═══ Data
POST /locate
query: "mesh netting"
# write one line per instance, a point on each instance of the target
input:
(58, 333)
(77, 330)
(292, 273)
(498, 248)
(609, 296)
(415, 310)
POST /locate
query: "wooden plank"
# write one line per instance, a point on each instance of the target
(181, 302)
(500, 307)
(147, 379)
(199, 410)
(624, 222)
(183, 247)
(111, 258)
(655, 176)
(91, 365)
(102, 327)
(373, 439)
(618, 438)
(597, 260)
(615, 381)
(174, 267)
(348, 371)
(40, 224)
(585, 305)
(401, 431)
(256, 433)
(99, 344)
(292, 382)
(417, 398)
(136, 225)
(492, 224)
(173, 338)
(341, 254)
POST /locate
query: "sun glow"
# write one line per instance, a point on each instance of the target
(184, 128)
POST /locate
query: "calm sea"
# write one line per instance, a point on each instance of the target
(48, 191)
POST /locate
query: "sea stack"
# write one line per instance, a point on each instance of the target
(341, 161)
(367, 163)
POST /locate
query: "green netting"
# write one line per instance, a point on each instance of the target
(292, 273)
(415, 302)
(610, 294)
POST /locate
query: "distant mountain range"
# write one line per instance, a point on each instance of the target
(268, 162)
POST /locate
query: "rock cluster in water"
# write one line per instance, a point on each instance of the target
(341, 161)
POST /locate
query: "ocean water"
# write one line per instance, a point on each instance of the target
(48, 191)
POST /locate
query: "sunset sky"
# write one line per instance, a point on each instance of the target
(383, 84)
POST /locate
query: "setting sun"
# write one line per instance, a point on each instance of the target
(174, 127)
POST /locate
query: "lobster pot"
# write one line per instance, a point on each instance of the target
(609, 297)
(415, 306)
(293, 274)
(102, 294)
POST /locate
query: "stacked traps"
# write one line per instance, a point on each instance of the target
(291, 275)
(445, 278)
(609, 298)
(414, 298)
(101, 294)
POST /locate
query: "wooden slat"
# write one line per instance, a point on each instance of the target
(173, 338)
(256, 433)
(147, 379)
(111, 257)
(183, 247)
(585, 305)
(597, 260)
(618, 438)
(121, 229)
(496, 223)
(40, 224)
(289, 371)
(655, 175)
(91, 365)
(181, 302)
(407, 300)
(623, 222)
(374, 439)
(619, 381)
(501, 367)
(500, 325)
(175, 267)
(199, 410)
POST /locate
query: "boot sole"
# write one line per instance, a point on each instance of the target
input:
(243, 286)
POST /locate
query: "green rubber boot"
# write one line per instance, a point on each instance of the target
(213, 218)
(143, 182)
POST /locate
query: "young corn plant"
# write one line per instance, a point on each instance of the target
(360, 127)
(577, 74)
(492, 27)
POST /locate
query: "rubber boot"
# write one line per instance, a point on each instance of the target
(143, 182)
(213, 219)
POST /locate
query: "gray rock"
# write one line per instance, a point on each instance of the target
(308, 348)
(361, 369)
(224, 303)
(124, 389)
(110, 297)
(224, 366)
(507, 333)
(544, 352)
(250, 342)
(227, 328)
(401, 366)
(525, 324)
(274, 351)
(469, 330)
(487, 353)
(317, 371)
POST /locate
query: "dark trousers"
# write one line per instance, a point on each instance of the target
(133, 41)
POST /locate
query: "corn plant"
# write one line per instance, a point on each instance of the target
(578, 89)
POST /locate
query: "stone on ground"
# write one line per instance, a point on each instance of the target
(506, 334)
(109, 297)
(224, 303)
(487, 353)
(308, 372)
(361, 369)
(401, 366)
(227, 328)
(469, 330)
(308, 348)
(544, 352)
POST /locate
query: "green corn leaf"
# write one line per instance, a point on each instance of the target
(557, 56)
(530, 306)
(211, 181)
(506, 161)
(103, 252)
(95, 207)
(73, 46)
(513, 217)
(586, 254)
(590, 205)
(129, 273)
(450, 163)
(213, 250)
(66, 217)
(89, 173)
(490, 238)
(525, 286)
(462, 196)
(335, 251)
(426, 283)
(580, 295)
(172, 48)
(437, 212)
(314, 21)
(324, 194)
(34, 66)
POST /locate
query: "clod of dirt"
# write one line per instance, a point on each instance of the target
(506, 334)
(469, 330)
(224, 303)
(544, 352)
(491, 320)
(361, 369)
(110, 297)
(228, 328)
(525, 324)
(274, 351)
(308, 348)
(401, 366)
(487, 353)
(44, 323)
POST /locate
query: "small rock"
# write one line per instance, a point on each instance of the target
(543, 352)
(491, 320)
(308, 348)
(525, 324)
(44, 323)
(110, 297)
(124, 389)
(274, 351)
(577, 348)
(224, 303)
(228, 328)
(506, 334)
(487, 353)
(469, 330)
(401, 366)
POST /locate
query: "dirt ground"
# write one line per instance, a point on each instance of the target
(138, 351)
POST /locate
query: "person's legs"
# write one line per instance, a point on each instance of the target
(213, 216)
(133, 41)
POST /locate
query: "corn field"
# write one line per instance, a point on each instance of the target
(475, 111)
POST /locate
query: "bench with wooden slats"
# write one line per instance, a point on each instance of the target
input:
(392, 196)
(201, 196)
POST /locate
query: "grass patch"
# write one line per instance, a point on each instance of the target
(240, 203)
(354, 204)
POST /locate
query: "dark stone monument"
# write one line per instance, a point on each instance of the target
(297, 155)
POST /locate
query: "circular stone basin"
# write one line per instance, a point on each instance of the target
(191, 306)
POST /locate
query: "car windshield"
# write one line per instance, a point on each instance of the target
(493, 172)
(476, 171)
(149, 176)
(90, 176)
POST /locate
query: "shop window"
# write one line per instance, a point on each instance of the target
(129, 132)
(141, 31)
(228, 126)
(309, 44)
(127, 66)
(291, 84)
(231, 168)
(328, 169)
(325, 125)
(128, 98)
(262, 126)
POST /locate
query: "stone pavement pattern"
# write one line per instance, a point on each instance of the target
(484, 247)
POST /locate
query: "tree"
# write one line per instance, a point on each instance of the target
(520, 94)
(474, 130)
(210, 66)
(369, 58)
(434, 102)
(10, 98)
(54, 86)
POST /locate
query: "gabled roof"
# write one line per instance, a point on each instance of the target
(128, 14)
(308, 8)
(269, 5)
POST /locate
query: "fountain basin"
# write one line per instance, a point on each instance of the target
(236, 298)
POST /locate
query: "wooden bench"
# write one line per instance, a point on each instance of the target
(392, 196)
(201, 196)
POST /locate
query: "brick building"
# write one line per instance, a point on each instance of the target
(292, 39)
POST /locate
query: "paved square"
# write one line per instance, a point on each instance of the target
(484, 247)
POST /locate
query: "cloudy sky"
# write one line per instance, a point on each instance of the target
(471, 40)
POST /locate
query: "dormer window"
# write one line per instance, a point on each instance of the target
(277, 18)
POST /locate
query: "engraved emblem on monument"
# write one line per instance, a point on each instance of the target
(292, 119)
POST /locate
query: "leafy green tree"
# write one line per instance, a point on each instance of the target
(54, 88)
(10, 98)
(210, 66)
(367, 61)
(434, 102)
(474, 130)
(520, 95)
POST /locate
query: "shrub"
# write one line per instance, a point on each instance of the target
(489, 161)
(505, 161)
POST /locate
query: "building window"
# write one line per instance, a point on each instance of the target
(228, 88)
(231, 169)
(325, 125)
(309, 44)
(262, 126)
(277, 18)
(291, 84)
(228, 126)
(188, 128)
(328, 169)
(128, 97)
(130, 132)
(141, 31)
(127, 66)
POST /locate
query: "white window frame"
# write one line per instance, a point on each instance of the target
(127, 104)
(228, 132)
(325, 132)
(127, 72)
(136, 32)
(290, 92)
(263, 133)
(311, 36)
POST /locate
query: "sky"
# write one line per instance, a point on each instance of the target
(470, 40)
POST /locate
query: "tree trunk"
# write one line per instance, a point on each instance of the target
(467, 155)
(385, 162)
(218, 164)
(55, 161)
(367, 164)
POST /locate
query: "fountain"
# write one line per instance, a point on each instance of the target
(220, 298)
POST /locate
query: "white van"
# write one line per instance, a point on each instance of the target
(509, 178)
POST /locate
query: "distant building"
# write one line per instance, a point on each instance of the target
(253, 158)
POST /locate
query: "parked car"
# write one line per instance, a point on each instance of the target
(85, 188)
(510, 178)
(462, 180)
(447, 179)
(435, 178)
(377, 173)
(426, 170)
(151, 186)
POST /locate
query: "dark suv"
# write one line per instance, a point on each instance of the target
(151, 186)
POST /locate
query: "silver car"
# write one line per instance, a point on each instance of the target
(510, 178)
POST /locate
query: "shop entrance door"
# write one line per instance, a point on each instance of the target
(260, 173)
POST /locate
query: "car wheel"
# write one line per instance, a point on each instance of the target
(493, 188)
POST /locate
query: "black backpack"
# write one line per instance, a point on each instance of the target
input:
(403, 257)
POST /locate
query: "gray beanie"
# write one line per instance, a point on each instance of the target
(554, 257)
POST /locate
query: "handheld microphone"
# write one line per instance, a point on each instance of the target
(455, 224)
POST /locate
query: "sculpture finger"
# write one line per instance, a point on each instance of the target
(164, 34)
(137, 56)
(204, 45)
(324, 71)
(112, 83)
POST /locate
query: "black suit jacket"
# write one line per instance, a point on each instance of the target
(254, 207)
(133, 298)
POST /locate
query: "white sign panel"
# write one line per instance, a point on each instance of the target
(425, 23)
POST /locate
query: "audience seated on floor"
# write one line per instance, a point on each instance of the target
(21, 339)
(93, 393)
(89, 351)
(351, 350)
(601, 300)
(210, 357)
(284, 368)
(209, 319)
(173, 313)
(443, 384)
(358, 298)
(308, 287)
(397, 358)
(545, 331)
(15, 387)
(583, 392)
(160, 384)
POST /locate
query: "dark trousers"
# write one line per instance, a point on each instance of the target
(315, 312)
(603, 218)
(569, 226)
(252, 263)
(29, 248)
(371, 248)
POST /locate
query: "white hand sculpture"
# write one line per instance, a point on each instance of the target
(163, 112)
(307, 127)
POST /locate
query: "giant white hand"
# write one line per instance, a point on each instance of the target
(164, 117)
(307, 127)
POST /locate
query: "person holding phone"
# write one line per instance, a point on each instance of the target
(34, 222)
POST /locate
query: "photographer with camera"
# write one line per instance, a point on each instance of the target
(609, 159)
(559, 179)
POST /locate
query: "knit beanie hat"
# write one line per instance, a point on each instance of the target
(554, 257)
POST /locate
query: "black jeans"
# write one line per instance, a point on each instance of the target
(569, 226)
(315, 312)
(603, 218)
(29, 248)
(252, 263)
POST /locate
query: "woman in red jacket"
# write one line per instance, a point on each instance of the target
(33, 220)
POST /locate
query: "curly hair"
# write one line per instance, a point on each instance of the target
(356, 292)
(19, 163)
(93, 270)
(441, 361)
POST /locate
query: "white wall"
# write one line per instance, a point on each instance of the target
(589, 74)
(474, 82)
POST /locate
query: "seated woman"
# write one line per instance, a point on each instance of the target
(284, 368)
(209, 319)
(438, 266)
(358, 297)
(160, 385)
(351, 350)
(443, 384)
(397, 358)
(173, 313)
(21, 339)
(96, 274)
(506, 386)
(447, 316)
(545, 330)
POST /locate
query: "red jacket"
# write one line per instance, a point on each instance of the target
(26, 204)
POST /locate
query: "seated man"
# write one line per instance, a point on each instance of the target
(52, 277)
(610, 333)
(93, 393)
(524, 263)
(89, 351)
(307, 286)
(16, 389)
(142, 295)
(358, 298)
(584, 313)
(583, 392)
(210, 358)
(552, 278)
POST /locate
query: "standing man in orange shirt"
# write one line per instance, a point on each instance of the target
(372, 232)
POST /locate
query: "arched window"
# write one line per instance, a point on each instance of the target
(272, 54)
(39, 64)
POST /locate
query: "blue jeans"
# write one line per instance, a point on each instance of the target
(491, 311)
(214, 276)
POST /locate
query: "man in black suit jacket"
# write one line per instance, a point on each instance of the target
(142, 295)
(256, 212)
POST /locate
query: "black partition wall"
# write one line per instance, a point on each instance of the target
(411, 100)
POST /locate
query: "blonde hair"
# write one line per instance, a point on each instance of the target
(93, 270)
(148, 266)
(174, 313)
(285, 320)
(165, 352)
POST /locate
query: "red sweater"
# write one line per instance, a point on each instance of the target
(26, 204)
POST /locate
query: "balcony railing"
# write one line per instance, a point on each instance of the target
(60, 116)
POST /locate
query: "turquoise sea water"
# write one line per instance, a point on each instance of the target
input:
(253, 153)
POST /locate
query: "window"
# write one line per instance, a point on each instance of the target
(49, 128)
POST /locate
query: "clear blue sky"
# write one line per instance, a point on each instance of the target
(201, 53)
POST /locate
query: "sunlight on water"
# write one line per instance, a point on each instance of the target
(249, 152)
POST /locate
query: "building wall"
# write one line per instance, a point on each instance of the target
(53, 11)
══════
Activity: Your reply should hold every line from the data that contains "suit", copied in full.

Response to this exercise:
query: "black suit jacket"
query: "man in black suit jacket"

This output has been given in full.